### Excerpted text:
-- BEGIN --

# The elusive two pounds.



## capitanjohn (Nov 16, 2006)

I was in the pub with three mates and we got talking about cars and hobby's and I mentioned I knew a farmer who had a classic car that needed renovating for only thirty quid, they decided between them that they could do it up. So they each gave me a tenner.
So a couple of days later I took my low loader to the farm and told the farmer I would take it off his hands. When I saw it I realised it needed a bit more work than I thought so I said I would only give him twenty six pounds, after muttering and mumbling he agreed.
When I dropped the classic car off I told my mates that I got four quid knocked off for the condition and gave them a pound back each and I would keep a pound for my trouble.
So, They each paid nine pounds, =twenty seven pounds, I have one pound,= twenty eight pounds.??? or have I.!!


----------



## Zebedee (Oct 3, 2007)

Neat bit of reversed logic Capitan.  

I won't give the game away - but the hint is in the comment above.

Dave :wink:


----------



## Ozzyjohn (Sep 3, 2007)

Hi Capitan,

No.

I can explain if you like, but that would seem to be spoiling it for others... :wink: 


Regards,
John


----------



## coppo (May 27, 2009)

So the car cost £26 between 3 people, thats £8.66 each, you should have given them £1.34 each back you bloody thief.

Paul.


----------



## Bill_H (Feb 18, 2011)

Have you looked down the back of the sofa for it?


----------



## rayrecrok (Nov 21, 2008)

Hi.

I worked it all out and smart arse me wrote it all down with some nice skits..then MHF's rolled over and I lost it. Hmm

ray.


----------

-- END --

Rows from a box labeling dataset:
-- BEGIN --

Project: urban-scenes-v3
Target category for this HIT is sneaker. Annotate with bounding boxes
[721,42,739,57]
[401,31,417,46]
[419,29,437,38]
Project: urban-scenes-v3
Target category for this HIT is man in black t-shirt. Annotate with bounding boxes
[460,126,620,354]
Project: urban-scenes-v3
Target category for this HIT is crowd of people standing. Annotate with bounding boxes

-- END --

### What you need to do:
A – In the forum thread, how much did the farmer finally agree to take for the classic car?
B – Please extract the passage of the forum thread that begins at the words "So, They each" and stops after "the comment above.".

### Responses to the exercise:
A – Twenty six pounds.

B –
So, They each paid nine pounds, =twenty seven pounds, I have one pound,= twenty eight pounds.??? or have I.!!


----------



## Zebedee (Oct 3, 2007)

Neat bit of reversed logic Capitan.  

I won't give the game away - but the hint is in the comment above.